_TEXT PASSAGE:_
.....
We get seduced by form. Being visual creatures, we zero in on the shape, appearance and configuration of objects. Form can refer to the way something is, or the way something happens. ‘Good form, old chap!’

Music has form.

You can fill out a form, show your form, or be in a form.

Form is also the name of a hare’s nest – a shallow depression of flattened grass.

If you’re sitting on a backless bench, like I am (with a bright pink-flowered pillow under my bum), you’re sitting on a form.

There’s all sorts of forms of form in philosophy, martial arts, computing, biology, and mathematics.

Shape and form define objects situated in space. Shape is 2d. Form is 3d. A shape is described depending on the number of sides and their angular relationships (oh! Look, geometry!). A form, on the other hand, can be described by the area of space bordered by the lines (eep! More geometry!).

Form and Function

In the design of objects, software architecture and business methods, we in the 20th and 21st centuries are accustomed to the form of something being subordinated to its function.

In the late Victorian, early Edwardian period, the Arts and Crafts movement came about as a kind of creative revolt against the industrial revolution, and especially against the effect that mass production had on the quality of decorative arts. Traditional craftsmanship, simple forms and medieval or folk styles of decoration are the hallmarks of this period. Form was on an even playing field (more or less) with function.

Arts & Crafts evolved into Art Nouveau, whose organic freeform curves were transformed into stylised and machine-precise Art Deco curves, which transitioned into the Modernist movement, with no curves. It was at this transition that form started to lose ground to function.

“Form follows function.”

That is the principle behind modernist architecture and industrial design. The shape of a building or object should be based on its intended function or purpose.

American architect, Louis Sullivan is the one who distilled it down to: “form follows function. That’s the law”. This was taken as gospel by Sullivan’s draftsman: Frank Lloyd Wright. Who kinda turned the western world on its head with the unadorned ‘honest’ forms that he developed for functions.
.....
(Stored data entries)
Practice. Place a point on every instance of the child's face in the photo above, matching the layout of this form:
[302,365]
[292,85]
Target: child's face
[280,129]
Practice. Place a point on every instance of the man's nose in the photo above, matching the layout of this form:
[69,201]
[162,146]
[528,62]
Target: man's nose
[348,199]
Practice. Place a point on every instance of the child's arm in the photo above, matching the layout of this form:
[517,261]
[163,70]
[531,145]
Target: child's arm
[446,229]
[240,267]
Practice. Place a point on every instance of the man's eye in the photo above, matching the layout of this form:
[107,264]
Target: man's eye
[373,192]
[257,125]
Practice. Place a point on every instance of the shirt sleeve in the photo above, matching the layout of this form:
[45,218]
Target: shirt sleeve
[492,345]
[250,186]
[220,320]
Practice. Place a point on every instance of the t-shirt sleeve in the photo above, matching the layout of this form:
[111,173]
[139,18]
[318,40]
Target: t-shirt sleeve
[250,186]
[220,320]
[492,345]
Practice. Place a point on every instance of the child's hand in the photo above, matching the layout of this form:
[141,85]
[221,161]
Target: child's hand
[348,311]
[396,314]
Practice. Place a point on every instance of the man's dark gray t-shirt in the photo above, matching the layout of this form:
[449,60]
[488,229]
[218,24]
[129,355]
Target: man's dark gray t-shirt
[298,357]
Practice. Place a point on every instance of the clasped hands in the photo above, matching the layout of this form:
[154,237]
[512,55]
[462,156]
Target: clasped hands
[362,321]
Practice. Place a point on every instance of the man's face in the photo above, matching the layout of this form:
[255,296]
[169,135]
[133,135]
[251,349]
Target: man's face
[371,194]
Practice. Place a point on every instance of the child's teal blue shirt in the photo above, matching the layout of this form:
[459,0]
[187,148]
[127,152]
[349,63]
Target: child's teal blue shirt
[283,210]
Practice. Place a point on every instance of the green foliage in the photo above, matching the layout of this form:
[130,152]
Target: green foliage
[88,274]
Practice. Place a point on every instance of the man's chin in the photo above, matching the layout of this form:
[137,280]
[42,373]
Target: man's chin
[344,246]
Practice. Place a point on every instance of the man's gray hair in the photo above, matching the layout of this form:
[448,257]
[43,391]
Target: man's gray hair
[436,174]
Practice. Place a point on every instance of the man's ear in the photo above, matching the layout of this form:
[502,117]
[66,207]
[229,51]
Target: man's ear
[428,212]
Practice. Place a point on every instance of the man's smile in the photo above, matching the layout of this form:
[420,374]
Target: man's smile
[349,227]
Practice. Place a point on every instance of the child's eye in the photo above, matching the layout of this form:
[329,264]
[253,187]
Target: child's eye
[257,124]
.....
_TASK 1:_ According to the passage on form, why did the Arts and Crafts movement come about? Answer in one to three sentences.
_TASK 2:_ In the passage on form, who was Louis Sullivan's draftsman?
_TASK 3:_ Repeat the part of the passage on form between "If you’re sitting" and "biology, and mathematics.", inclusive.

_EXPECTED ANSWER 1:_ It arose as a creative revolt against the industrial revolution. It was especially a reaction to the way mass production had lowered the quality of decorative arts.

_EXPECTED ANSWER 2:_ Frank Lloyd Wright.

_EXPECTED ANSWER 3:_
If you’re sitting on a backless bench, like I am (with a bright pink-flowered pillow under my bum), you’re sitting on a form.

There’s all sorts of forms of form in philosophy, martial arts, computing, biology, and mathematics.